> **Aim of the exercise**:
Rewrite each of the entries below with "scans" replaced by "examines" and everything else unchanged. Leave the pictures out of your version.
· · · · · · ·
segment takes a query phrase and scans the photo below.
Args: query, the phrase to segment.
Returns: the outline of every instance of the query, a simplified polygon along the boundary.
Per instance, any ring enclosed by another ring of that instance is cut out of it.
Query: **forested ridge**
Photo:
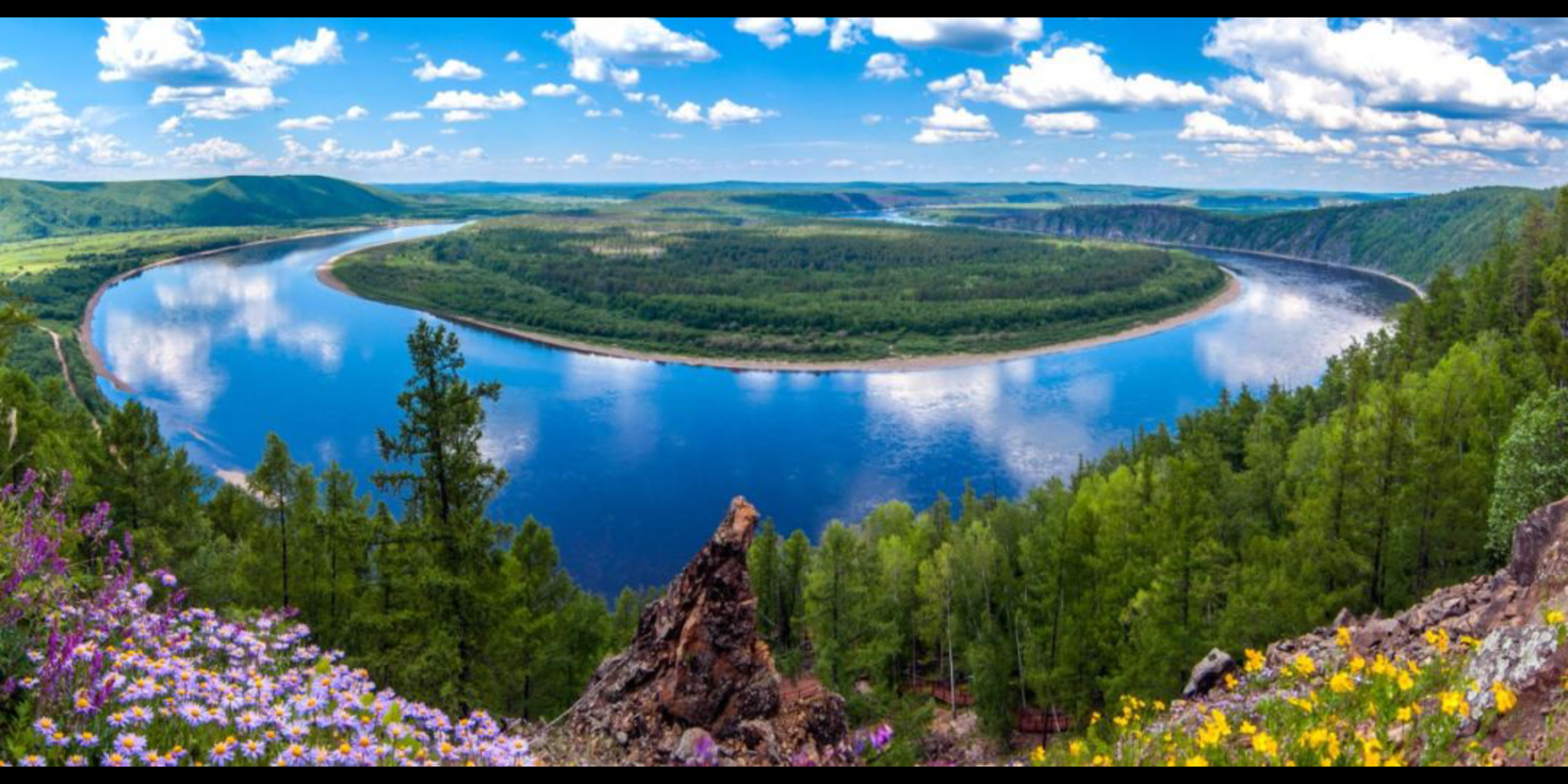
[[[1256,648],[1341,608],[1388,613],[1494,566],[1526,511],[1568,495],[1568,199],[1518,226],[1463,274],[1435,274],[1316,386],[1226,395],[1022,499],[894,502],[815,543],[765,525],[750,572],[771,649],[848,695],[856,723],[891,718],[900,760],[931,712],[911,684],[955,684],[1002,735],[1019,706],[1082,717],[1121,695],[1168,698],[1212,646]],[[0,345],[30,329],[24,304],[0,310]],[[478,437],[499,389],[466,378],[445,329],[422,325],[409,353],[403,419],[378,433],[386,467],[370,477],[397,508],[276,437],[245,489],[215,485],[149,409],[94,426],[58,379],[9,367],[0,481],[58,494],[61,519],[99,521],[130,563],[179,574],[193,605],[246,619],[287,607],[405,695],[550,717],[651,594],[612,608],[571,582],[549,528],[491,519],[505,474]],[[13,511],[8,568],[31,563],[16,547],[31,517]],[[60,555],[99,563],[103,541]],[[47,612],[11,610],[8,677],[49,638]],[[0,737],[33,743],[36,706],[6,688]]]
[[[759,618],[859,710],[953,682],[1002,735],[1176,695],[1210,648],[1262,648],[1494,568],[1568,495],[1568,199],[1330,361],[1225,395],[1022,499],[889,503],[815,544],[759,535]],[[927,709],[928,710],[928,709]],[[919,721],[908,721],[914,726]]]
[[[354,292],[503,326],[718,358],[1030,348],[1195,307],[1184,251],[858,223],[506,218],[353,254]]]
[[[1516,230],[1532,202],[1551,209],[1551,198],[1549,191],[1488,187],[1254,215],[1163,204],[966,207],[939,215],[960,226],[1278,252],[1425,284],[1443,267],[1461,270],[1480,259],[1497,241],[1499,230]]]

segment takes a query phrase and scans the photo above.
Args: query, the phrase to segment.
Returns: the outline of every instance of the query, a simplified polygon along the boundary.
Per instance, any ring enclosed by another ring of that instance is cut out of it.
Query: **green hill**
· · · · · · ·
> **Answer to this problem**:
segment takes a query phrase and examines the photo below.
Args: query, the phrase to segment.
Returns: the outline of every instance of the query, a simplified polygon along the boundary.
Per instance, any ring enclosed by another ring of that instance is cut out of it.
Query: **forested ridge**
Photo:
[[[1256,648],[1341,608],[1388,613],[1494,566],[1526,511],[1568,495],[1568,199],[1518,226],[1463,274],[1435,274],[1316,386],[1226,395],[1022,499],[894,502],[815,543],[765,525],[750,572],[771,649],[848,695],[856,723],[891,718],[900,760],[931,712],[911,684],[955,684],[1002,735],[1019,706],[1082,717],[1121,695],[1168,698],[1212,646]],[[0,345],[30,329],[24,304],[0,310]],[[478,437],[499,389],[466,378],[445,329],[422,325],[409,353],[403,419],[378,433],[386,467],[370,477],[397,508],[276,437],[245,489],[215,485],[149,409],[94,426],[58,379],[9,367],[0,481],[58,494],[61,519],[99,521],[130,563],[179,574],[193,605],[246,619],[287,607],[405,695],[550,717],[651,594],[612,608],[571,582],[549,528],[491,519],[505,474]],[[13,511],[8,568],[31,563],[16,547],[31,517]],[[60,555],[99,563],[103,541]],[[47,612],[11,610],[8,677],[49,638]],[[0,737],[33,743],[36,706],[6,688]]]
[[[759,618],[859,710],[953,682],[1002,735],[1176,695],[1210,648],[1262,648],[1494,568],[1568,495],[1568,199],[1330,361],[1225,395],[1022,499],[889,503],[815,544],[759,535]],[[927,709],[928,710],[928,709]],[[919,721],[908,721],[914,726]]]
[[[354,292],[503,326],[718,358],[1030,348],[1195,307],[1184,251],[858,223],[506,218],[353,254]]]
[[[1516,230],[1532,202],[1551,209],[1551,198],[1549,191],[1488,187],[1254,215],[1163,204],[966,207],[939,215],[960,226],[1278,252],[1425,284],[1443,267],[1461,270],[1480,259],[1497,241],[1499,230]]]

segment takes a query phrase and examines the photo above.
Args: query, the phrase to segment.
Returns: the outline of every instance of the query, a simplified polygon along the boundary.
Per instance, any ring enclosed by another ring of that instance is cut out of it.
Query: **green hill**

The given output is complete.